→ ACTIVITY:
Copy the data that follows exactly, and include none of its images.

→ EXCERPTED DATA:
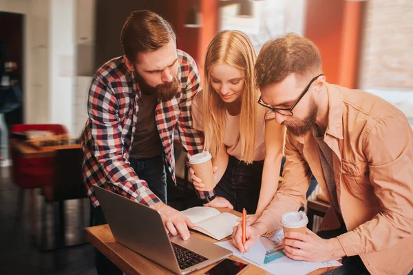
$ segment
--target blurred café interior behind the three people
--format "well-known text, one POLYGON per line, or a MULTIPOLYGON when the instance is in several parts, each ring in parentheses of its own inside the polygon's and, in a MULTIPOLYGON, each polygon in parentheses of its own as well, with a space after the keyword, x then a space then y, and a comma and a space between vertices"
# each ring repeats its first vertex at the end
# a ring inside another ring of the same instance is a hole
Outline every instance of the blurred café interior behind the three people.
MULTIPOLYGON (((257 54, 285 32, 306 36, 319 47, 329 83, 380 96, 413 125, 411 0, 0 0, 0 274, 96 274, 82 183, 62 187, 56 177, 81 181, 64 172, 78 168, 78 150, 24 158, 10 140, 12 129, 43 124, 78 149, 92 76, 123 54, 120 29, 142 9, 171 23, 201 76, 207 45, 221 30, 245 32, 257 54), (35 162, 50 170, 25 170, 35 162)), ((181 210, 198 202, 179 146, 169 201, 181 210)))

→ REPLY:
$ segment
--target blurred café interior behind the three people
--format "well-known text, one POLYGON per line, or a MULTIPOLYGON when the instance is in several parts, each ring in parentheses of its own inside the polygon's and, in a MULTIPOLYGON, each polygon in parentheses of its own as well, with a space after the keyword, x then a space then y, and a comma and a space between vertices"
# each ring repeats its first vertex at the end
# a ring inside another ring of the same instance is a hole
Outline every instance of the blurred café interior behind the three people.
MULTIPOLYGON (((257 54, 285 32, 306 36, 319 47, 329 83, 380 96, 413 125, 411 0, 0 0, 0 274, 96 274, 82 183, 62 187, 56 177, 81 181, 64 172, 78 168, 78 150, 24 158, 10 140, 12 129, 43 124, 78 149, 92 76, 123 54, 120 29, 142 9, 171 23, 201 76, 207 45, 221 30, 245 32, 257 54), (35 162, 50 170, 25 170, 35 162)), ((181 210, 198 202, 179 146, 169 201, 181 210)))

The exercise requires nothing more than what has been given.